** Opening Data section block **

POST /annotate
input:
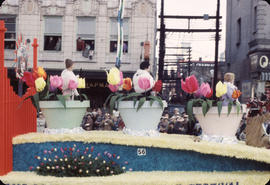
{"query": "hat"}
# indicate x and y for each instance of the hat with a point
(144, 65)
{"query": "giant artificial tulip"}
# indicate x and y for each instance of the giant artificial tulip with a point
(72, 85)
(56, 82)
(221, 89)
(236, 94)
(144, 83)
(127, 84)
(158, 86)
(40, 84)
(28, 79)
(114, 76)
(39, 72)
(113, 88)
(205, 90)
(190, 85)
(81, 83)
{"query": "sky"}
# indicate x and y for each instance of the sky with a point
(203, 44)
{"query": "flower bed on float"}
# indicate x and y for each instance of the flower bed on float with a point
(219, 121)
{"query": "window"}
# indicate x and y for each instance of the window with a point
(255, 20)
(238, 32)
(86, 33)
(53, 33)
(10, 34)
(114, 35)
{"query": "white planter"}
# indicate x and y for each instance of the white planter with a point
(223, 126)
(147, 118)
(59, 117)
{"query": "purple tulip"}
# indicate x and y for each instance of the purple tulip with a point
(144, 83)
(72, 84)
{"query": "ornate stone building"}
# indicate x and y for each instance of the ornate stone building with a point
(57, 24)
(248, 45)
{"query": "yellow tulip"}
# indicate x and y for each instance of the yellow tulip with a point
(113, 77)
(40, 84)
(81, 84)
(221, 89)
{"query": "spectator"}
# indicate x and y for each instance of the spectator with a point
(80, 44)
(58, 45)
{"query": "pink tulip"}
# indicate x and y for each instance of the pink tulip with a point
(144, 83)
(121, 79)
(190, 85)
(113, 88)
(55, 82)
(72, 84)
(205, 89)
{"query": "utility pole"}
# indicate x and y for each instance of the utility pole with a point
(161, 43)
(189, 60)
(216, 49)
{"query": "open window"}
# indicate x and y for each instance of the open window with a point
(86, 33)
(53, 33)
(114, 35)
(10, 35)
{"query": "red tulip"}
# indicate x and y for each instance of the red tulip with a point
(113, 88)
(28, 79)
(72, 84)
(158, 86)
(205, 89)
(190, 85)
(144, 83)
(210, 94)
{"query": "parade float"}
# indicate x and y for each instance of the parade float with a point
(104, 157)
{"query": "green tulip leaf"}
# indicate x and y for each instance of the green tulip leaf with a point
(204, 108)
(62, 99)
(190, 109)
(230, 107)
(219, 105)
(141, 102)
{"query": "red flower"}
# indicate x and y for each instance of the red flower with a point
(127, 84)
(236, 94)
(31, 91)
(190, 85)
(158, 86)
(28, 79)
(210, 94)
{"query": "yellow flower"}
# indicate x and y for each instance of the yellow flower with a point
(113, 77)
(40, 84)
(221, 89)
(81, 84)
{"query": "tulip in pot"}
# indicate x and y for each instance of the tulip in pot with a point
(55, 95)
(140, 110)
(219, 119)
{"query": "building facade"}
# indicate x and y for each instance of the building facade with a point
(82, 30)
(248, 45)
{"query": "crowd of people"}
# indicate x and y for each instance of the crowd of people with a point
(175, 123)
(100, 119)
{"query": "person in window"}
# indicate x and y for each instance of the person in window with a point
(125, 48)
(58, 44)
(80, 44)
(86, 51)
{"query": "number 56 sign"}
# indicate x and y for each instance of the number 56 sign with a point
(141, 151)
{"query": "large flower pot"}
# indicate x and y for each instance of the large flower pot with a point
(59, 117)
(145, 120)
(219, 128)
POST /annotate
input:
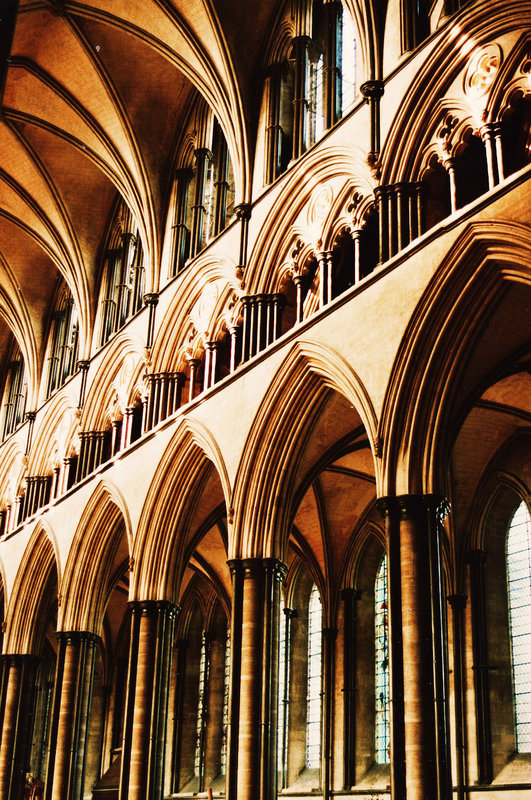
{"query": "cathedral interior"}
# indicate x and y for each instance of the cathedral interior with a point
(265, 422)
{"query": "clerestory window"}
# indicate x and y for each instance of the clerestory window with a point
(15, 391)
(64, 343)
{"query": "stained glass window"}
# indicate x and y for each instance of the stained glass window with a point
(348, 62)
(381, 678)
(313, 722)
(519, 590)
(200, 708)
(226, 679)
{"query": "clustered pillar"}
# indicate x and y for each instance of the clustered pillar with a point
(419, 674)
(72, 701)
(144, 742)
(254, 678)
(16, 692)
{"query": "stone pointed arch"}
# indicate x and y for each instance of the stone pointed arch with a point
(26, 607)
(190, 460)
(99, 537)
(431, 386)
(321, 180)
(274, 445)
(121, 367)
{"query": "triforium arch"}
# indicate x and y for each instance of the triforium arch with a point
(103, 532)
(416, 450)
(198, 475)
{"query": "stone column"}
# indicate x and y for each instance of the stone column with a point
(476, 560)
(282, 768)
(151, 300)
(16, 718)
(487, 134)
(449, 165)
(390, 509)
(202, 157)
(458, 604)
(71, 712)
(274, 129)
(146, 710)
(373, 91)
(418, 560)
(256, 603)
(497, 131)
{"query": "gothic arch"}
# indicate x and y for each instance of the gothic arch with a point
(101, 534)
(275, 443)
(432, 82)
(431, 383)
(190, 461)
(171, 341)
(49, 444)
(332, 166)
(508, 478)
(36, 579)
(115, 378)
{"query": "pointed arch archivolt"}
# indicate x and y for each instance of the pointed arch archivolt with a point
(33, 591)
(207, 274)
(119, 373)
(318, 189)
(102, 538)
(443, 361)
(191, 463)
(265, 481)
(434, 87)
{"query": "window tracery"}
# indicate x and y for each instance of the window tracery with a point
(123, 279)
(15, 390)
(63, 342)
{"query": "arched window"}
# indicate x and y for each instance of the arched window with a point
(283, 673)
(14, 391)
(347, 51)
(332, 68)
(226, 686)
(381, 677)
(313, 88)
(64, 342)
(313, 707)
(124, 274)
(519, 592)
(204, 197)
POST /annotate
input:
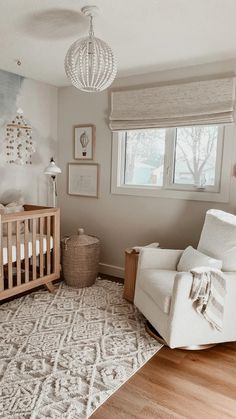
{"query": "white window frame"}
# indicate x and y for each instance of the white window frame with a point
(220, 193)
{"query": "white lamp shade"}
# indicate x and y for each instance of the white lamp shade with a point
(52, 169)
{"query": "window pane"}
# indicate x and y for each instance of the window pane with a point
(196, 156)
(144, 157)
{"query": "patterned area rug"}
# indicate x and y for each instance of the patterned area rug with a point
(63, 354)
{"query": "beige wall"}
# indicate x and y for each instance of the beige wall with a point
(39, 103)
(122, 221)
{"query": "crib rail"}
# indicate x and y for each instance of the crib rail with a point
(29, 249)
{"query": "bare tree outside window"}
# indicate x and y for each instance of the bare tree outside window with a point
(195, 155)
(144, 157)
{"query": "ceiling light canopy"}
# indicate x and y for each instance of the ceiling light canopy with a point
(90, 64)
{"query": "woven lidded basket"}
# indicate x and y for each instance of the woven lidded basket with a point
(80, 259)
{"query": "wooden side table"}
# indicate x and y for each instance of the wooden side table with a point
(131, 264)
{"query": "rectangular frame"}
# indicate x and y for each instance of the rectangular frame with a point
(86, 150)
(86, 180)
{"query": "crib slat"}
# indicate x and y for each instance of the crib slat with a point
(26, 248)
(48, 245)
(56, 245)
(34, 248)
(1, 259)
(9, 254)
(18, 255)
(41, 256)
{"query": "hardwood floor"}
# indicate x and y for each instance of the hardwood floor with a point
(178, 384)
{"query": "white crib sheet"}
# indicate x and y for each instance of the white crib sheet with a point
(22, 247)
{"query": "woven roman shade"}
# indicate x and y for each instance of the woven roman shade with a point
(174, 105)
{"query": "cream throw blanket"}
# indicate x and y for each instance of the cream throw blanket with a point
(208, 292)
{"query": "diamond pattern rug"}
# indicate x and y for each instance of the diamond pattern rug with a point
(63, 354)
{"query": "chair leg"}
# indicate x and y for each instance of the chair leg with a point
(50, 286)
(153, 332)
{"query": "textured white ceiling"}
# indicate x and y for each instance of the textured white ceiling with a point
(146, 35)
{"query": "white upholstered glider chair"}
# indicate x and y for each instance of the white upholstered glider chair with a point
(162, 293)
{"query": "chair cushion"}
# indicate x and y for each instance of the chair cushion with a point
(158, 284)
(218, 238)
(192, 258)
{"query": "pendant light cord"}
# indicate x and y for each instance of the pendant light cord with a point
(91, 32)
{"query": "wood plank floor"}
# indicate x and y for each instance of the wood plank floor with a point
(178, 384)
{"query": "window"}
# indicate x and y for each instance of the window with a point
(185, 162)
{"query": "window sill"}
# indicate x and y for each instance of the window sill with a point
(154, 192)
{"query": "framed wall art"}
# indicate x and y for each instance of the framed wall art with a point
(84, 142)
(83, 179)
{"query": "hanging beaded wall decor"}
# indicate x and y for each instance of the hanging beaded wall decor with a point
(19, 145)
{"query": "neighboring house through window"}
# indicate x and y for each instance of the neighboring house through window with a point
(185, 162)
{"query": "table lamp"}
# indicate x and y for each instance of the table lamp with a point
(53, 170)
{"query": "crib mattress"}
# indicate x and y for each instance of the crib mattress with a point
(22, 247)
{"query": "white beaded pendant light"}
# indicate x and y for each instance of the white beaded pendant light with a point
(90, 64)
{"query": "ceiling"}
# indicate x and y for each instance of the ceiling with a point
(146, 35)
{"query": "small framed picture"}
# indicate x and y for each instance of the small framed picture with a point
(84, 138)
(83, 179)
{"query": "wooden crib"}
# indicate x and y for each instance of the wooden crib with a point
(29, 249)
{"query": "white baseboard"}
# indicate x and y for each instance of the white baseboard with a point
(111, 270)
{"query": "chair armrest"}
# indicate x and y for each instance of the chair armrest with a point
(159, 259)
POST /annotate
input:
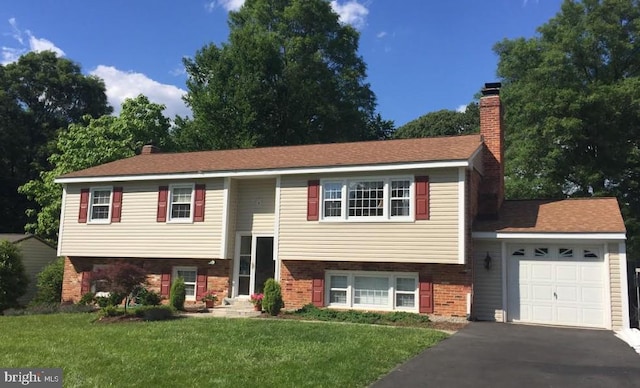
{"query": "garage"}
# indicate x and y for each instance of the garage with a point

** Closing Data section block **

Exercise goal. Would you please show every line of the material above that includes the string "garage"?

Task answer.
{"query": "garage"}
# indicate x and y for each instance of the garage with a point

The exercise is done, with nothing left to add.